Exercise ▸ Give every line of the rows below as a numbered list, omitting blank lines. Begin at the line that contains "Annotate each instance of the flagstone" and stop after the final line of the rows.

----------

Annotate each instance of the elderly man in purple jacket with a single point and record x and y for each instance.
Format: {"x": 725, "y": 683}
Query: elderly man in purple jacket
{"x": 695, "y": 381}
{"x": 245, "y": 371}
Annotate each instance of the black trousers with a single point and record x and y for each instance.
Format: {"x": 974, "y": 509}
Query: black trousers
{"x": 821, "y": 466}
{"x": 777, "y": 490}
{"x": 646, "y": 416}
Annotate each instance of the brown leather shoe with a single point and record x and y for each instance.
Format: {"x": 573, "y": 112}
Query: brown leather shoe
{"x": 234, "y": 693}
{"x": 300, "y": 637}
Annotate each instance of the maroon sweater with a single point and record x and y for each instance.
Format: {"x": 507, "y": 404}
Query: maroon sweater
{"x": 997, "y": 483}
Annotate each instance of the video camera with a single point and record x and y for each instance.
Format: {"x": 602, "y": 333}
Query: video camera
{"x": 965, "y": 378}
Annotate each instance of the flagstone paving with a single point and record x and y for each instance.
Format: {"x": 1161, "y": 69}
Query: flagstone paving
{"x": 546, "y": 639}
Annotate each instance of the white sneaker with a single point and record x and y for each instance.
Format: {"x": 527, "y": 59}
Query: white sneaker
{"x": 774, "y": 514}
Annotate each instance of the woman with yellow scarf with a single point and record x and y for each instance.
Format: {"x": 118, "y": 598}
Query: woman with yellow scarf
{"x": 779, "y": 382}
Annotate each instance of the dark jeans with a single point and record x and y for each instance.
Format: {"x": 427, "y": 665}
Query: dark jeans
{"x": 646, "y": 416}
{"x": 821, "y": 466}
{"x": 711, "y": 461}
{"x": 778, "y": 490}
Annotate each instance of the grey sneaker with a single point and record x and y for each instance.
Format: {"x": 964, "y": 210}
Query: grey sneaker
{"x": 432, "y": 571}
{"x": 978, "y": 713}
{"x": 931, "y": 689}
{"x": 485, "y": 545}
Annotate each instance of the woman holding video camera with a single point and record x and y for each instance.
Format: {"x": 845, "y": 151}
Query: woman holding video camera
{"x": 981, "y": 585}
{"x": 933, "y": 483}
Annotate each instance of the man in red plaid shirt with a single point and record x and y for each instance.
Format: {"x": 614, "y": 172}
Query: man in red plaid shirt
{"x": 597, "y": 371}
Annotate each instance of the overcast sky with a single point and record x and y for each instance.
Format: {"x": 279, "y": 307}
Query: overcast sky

----------

Result of this exercise ▸
1. Annotate each instance of the flagstone paving with a single point and record x and y for each instance.
2. Format: {"x": 1161, "y": 69}
3. Query: flagstone paving
4. {"x": 546, "y": 639}
5. Annotate each instance of the white sneaker with a single point and record x and y for each instance.
6. Format: {"x": 527, "y": 59}
7. Query: white sneaker
8. {"x": 774, "y": 514}
9. Annotate each instance of the woman with yellow scarf with a single point and record x and y for each instance.
10. Format: {"x": 118, "y": 598}
11. Query: woman with yellow scarf
12. {"x": 779, "y": 382}
13. Annotate each instance of the dark jeans with a single point and record x and y for each instance.
14. Format: {"x": 427, "y": 665}
15. Query: dark jeans
16. {"x": 646, "y": 416}
17. {"x": 821, "y": 466}
18. {"x": 711, "y": 461}
19. {"x": 778, "y": 490}
20. Annotate each instance of the grey sneaker with a single point and record x and y for each instance.
21. Format: {"x": 964, "y": 210}
22. Query: grey sneaker
23. {"x": 432, "y": 571}
24. {"x": 978, "y": 713}
25. {"x": 931, "y": 689}
26. {"x": 485, "y": 545}
27. Annotate each instance of the woman holding video camera with a single point and record x and y for each instance.
28. Format: {"x": 845, "y": 151}
29. Query: woman holding video camera
30. {"x": 981, "y": 585}
31. {"x": 933, "y": 483}
32. Annotate each instance of the man in red plaid shirt with a single point and record x and y for each instance.
33. Format: {"x": 614, "y": 172}
34. Query: man in red plaid shirt
35. {"x": 597, "y": 371}
36. Annotate each instance of the overcast sky with a single point and record x and y for each instance.
37. Format: {"x": 279, "y": 307}
38. Query: overcast sky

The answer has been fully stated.